→ **WRITTEN TASK**
Write out each line beneath this one exactly as it reads.

→ **DATA PROVIDED**

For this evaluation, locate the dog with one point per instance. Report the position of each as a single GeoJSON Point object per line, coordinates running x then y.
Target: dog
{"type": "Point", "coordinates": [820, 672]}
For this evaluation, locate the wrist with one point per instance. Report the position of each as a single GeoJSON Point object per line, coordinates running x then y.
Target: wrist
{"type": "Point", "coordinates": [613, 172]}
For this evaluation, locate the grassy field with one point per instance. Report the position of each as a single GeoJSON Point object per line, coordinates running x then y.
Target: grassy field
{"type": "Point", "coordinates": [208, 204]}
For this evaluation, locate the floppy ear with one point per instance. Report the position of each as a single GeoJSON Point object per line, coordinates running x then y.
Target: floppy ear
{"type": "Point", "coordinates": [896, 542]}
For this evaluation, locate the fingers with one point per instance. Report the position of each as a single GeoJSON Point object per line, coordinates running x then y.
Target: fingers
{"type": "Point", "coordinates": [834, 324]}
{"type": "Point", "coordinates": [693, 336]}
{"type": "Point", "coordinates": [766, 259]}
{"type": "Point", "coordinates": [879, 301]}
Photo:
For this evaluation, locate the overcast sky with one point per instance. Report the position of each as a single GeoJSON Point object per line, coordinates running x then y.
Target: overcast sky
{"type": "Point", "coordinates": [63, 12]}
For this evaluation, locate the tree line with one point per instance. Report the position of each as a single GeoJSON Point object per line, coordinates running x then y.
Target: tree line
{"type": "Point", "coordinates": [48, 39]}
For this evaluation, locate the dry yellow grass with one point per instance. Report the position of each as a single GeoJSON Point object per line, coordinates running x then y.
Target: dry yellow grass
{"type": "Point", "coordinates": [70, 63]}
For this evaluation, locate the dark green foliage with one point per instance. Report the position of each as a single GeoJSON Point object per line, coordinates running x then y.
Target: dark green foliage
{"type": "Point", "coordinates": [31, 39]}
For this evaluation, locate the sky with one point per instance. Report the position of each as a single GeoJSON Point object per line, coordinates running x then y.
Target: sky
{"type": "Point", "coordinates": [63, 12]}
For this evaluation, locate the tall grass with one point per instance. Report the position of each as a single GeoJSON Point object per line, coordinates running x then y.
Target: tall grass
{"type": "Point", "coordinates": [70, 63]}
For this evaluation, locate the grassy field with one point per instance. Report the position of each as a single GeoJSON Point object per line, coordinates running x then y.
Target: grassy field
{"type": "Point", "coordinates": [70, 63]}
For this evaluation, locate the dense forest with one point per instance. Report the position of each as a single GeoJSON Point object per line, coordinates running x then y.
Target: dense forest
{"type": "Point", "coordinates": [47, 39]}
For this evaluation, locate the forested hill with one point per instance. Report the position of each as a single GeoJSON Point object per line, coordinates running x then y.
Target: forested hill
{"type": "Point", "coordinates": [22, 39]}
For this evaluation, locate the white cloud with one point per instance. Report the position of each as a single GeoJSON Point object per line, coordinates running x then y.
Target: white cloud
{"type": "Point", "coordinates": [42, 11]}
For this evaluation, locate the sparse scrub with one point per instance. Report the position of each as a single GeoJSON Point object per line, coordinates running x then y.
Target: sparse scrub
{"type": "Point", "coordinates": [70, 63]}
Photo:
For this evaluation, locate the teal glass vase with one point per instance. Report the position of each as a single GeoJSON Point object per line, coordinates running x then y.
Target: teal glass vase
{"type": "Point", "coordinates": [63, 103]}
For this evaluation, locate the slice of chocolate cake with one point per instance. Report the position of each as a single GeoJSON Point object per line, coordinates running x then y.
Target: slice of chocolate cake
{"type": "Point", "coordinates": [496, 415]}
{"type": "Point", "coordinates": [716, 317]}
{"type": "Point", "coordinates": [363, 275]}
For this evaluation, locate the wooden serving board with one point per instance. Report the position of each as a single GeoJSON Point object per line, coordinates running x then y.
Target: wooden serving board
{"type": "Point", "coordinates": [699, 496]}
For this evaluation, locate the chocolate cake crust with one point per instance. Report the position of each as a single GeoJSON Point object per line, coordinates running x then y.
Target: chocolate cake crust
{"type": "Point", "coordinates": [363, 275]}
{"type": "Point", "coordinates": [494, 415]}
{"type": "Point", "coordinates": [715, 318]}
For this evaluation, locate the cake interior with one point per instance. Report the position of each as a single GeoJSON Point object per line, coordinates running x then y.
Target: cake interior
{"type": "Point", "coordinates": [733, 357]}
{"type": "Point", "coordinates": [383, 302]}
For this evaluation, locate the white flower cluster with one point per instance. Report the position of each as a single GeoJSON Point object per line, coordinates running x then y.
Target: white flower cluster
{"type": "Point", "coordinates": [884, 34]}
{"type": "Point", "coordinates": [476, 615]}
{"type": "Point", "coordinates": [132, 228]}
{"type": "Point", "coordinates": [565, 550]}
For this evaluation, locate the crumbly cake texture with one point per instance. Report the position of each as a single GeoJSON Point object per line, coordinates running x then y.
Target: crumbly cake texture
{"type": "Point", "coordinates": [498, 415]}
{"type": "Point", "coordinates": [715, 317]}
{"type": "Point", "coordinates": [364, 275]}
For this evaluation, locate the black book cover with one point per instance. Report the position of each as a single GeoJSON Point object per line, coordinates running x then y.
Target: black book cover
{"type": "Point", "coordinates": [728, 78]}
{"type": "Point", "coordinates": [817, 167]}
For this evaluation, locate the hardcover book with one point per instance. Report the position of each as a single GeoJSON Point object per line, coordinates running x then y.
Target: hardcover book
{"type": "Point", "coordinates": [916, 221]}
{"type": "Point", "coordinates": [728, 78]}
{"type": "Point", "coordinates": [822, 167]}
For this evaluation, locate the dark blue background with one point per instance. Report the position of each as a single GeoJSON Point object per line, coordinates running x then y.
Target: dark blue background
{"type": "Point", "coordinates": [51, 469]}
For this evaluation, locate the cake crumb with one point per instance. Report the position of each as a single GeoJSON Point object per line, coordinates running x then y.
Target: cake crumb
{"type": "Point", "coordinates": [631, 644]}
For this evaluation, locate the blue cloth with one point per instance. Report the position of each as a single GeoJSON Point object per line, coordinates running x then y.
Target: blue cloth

→ **SOLUTION TO THIS TASK**
For this evaluation, locate the dog with one point per instance. Report the position of each as a single GeoJSON Point object per line, coordinates running x then y.
Target: dog
{"type": "Point", "coordinates": [820, 672]}
For this evaluation, locate the wrist with one point per instance. Report the position of each as a single GeoJSON Point object per line, coordinates running x then y.
Target: wrist
{"type": "Point", "coordinates": [613, 172]}
For this evaluation, locate the grassy field with one point per instance. Report the position of each as a single GeoJSON Point object per line, coordinates running x then y.
Target: grassy field
{"type": "Point", "coordinates": [208, 204]}
For this evaluation, locate the floppy ear with one point per instance. Report the position of each as a single GeoJSON Point object per line, coordinates running x then y.
Target: floppy ear
{"type": "Point", "coordinates": [896, 542]}
For this evaluation, locate the fingers with one point per instance. Report the position of each as a single GeoJSON Point object per line, coordinates running x then y.
Target: fingers
{"type": "Point", "coordinates": [834, 324]}
{"type": "Point", "coordinates": [693, 336]}
{"type": "Point", "coordinates": [766, 259]}
{"type": "Point", "coordinates": [879, 301]}
Photo:
For this evaluation, locate the overcast sky with one point per instance. Report the position of each as a single GeoJSON Point object per line, coordinates running x then y.
Target: overcast sky
{"type": "Point", "coordinates": [63, 12]}
For this evaluation, locate the tree line with one point per instance. Report the position of each as a single GeoJSON Point object per line, coordinates running x then y.
Target: tree line
{"type": "Point", "coordinates": [48, 39]}
For this evaluation, locate the dry yellow grass with one point per instance. Report the position of each as a single GeoJSON Point object per line, coordinates running x then y.
Target: dry yellow grass
{"type": "Point", "coordinates": [70, 63]}
For this evaluation, locate the dark green foliage with one point per instance. Report the position of each as a single GeoJSON Point object per line, coordinates running x then y.
Target: dark green foliage
{"type": "Point", "coordinates": [31, 39]}
For this evaluation, locate the sky with one point per instance. Report the position of each as a single GeoJSON Point object per line, coordinates running x then y.
Target: sky
{"type": "Point", "coordinates": [63, 12]}
For this evaluation, locate the tall grass with one point per instance. Report the position of each as a single GeoJSON Point object per line, coordinates running x then y.
Target: tall grass
{"type": "Point", "coordinates": [70, 63]}
For this evaluation, locate the grassy field with one point per instance. Report the position of each as a single GeoJSON Point object per line, coordinates running x then y.
Target: grassy field
{"type": "Point", "coordinates": [70, 63]}
For this evaluation, locate the dense forest with one point per instance. Report the position of each as a single GeoJSON Point object per line, coordinates running x then y.
Target: dense forest
{"type": "Point", "coordinates": [47, 39]}
For this evaluation, locate the forested hill with one point per instance. Report the position of each as a single GeoJSON Point object per line, coordinates running x then y.
Target: forested hill
{"type": "Point", "coordinates": [22, 39]}
For this evaluation, locate the white cloud with one point per instance. Report the position of each as a single GeoJSON Point object per line, coordinates running x then y.
Target: white cloud
{"type": "Point", "coordinates": [42, 11]}
For this evaluation, locate the sparse scrub with one point per instance. Report the position of each as a single GeoJSON Point object per line, coordinates running x then y.
Target: sparse scrub
{"type": "Point", "coordinates": [70, 63]}
Photo:
For this evaluation, locate the teal glass vase with one point per instance. Report the position of each as a single GeoJSON Point object per line, coordinates running x then y.
Target: teal glass vase
{"type": "Point", "coordinates": [63, 103]}
For this evaluation, locate the slice of chocolate cake with one point per instance. Report the position of each as a single GeoJSON Point object per line, coordinates running x then y.
Target: slice of chocolate cake
{"type": "Point", "coordinates": [496, 415]}
{"type": "Point", "coordinates": [716, 317]}
{"type": "Point", "coordinates": [363, 275]}
For this evaluation, locate the wooden serving board with one point per instance. Report the position of each as a single GeoJSON Point object per line, coordinates running x then y.
Target: wooden serving board
{"type": "Point", "coordinates": [699, 496]}
For this evaluation, locate the chocolate cake crust with one point per instance. Report the position of each as a single GeoJSON Point object per line, coordinates running x then y.
Target: chocolate cake crust
{"type": "Point", "coordinates": [363, 275]}
{"type": "Point", "coordinates": [494, 415]}
{"type": "Point", "coordinates": [715, 318]}
For this evaluation, locate the cake interior with one point per instance. Report the position of each as a single GeoJSON Point object per line, coordinates running x then y.
Target: cake interior
{"type": "Point", "coordinates": [733, 357]}
{"type": "Point", "coordinates": [383, 302]}
For this evaluation, locate the white flower cluster with one point per instance. Report the position of each as a single GeoJSON Point object per line, coordinates running x then y.
Target: white flower cluster
{"type": "Point", "coordinates": [884, 34]}
{"type": "Point", "coordinates": [476, 615]}
{"type": "Point", "coordinates": [132, 228]}
{"type": "Point", "coordinates": [565, 550]}
For this evaluation, locate the crumbly cake texture with one point per instance. Report the position of each as a single GeoJSON Point object per line, coordinates running x then y.
Target: crumbly cake texture
{"type": "Point", "coordinates": [498, 415]}
{"type": "Point", "coordinates": [715, 317]}
{"type": "Point", "coordinates": [364, 275]}
For this evaluation, locate the black book cover with one point per instance. Report the position of each as a single GeoJSON Point object per line, coordinates running x then y.
Target: black book cover
{"type": "Point", "coordinates": [728, 78]}
{"type": "Point", "coordinates": [817, 167]}
For this evaluation, locate the hardcover book with one point per instance. Report the position of each as a single GeoJSON Point object per line, coordinates running x then y.
Target: hardcover book
{"type": "Point", "coordinates": [916, 221]}
{"type": "Point", "coordinates": [728, 78]}
{"type": "Point", "coordinates": [822, 167]}
For this evaluation, locate the dark blue background with one point per instance. Report the position of each as a single GeoJSON Point object per line, coordinates running x then y.
Target: dark blue background
{"type": "Point", "coordinates": [51, 469]}
For this evaluation, locate the cake crumb with one point per instance. Report the position of each as a single GeoJSON Point object per line, coordinates running x then y.
Target: cake crumb
{"type": "Point", "coordinates": [631, 644]}
For this evaluation, locate the blue cloth with one point per instance. Report the position of each as a single GeoJSON Point object per line, coordinates running x then y.
Target: blue cloth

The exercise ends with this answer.